### Your task
Please copy the rows below verbatim, beginning with the line containing "Target: wet sand" and running through the last row, both ends included.

Rows from a point annotation set

---*---

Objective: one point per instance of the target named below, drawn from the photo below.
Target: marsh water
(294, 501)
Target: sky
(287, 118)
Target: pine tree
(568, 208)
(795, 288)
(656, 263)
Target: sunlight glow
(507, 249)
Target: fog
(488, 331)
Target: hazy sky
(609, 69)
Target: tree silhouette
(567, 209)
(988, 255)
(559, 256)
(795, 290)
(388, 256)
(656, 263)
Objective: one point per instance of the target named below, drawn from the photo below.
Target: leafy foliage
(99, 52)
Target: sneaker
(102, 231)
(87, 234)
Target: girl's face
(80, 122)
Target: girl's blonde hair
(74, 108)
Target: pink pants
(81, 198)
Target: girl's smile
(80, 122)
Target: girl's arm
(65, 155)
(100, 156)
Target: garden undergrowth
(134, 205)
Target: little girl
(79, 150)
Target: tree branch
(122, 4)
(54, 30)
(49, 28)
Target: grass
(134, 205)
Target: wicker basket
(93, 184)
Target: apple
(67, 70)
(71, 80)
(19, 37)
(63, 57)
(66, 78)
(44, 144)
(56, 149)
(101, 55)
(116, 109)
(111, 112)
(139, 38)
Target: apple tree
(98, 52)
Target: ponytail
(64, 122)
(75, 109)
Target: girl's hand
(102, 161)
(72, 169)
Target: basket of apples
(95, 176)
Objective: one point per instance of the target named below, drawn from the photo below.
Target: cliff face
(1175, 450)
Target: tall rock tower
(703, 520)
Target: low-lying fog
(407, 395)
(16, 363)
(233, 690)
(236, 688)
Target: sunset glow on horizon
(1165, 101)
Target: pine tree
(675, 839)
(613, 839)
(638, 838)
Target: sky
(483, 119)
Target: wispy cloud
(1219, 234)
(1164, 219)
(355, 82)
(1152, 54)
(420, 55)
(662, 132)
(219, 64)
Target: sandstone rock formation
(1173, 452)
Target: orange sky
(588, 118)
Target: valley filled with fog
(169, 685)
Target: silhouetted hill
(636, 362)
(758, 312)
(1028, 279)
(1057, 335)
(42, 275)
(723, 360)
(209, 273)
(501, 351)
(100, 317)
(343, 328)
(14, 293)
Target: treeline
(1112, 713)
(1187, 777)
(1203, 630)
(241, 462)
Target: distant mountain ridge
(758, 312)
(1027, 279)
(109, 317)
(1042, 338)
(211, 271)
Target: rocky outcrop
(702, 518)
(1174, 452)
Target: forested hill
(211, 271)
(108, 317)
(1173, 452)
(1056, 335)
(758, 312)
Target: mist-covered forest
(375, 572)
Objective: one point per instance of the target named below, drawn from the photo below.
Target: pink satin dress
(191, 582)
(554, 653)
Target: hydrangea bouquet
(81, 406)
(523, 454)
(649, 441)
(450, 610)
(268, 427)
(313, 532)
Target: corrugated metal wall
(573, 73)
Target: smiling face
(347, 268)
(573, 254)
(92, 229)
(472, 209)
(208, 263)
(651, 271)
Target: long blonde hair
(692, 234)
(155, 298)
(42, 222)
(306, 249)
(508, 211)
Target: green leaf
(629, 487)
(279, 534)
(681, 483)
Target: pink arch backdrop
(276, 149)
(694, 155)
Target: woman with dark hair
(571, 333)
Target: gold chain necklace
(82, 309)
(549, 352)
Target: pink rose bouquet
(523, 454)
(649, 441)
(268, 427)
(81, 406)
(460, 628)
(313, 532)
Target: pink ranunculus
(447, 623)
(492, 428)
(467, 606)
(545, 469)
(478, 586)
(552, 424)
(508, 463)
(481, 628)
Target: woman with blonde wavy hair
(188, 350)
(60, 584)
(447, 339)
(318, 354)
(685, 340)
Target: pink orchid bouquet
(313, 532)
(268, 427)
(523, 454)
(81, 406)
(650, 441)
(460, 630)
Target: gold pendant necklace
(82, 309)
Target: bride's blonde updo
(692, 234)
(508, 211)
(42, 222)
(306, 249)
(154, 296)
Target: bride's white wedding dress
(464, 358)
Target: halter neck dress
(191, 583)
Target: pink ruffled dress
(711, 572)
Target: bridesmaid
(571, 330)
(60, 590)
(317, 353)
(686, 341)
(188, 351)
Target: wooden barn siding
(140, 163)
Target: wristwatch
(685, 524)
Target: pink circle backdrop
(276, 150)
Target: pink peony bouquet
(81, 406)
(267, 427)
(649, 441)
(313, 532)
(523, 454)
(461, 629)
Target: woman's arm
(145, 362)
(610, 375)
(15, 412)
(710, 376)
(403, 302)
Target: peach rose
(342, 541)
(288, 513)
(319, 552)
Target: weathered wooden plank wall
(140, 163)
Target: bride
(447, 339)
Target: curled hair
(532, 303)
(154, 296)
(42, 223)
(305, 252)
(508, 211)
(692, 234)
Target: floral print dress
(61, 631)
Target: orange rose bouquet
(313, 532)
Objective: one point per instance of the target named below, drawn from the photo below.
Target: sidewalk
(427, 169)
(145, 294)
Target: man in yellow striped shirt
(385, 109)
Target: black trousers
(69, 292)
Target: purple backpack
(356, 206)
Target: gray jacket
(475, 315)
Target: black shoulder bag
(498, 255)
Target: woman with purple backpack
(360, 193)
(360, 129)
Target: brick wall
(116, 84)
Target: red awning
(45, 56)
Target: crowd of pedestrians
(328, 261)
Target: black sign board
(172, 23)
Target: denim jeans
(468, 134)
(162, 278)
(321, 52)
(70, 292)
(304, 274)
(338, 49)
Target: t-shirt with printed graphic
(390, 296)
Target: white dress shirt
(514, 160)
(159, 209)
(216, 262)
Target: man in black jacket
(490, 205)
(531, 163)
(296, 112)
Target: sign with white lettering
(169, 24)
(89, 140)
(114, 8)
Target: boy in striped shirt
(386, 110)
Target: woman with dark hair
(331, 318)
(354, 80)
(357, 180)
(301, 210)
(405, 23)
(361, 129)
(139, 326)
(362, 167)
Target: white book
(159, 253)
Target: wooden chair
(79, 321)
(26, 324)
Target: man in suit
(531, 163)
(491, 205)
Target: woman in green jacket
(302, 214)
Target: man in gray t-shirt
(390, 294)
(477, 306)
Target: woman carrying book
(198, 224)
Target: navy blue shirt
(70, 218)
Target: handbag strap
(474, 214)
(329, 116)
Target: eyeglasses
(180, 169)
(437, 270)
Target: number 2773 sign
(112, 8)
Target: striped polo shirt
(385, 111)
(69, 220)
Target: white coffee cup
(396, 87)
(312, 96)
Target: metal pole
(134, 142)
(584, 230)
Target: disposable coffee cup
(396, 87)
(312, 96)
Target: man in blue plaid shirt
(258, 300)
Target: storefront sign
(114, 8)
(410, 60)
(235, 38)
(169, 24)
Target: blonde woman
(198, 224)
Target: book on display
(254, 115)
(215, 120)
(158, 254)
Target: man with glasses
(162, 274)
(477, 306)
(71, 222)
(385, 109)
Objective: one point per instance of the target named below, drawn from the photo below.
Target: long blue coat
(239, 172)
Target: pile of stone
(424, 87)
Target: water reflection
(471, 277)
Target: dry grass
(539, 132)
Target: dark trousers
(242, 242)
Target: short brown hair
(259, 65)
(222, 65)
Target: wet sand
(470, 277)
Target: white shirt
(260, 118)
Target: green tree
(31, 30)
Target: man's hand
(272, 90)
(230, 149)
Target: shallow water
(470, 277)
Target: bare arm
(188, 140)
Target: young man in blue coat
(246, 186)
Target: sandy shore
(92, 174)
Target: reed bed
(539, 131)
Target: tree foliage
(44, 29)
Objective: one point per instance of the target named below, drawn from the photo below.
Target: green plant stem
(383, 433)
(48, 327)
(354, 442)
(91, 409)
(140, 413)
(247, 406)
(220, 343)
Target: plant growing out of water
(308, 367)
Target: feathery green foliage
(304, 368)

---*---

### Written solution
Target: wet sand
(470, 277)
Target: white shirt
(260, 118)
Target: green tree
(31, 30)
Target: man's hand
(272, 90)
(230, 149)
Target: shallow water
(470, 277)
Target: bare arm
(188, 140)
Target: young man in blue coat
(246, 186)
Target: sandy shore
(92, 174)
Target: reed bed
(539, 131)
Target: tree foliage
(44, 29)
Objective: one point per instance of the target named below, drawn from the photo below.
Target: green plant stem
(383, 433)
(48, 327)
(354, 442)
(91, 409)
(140, 413)
(247, 406)
(220, 343)
Target: plant growing out of water
(308, 367)
Target: feathery green foliage
(304, 368)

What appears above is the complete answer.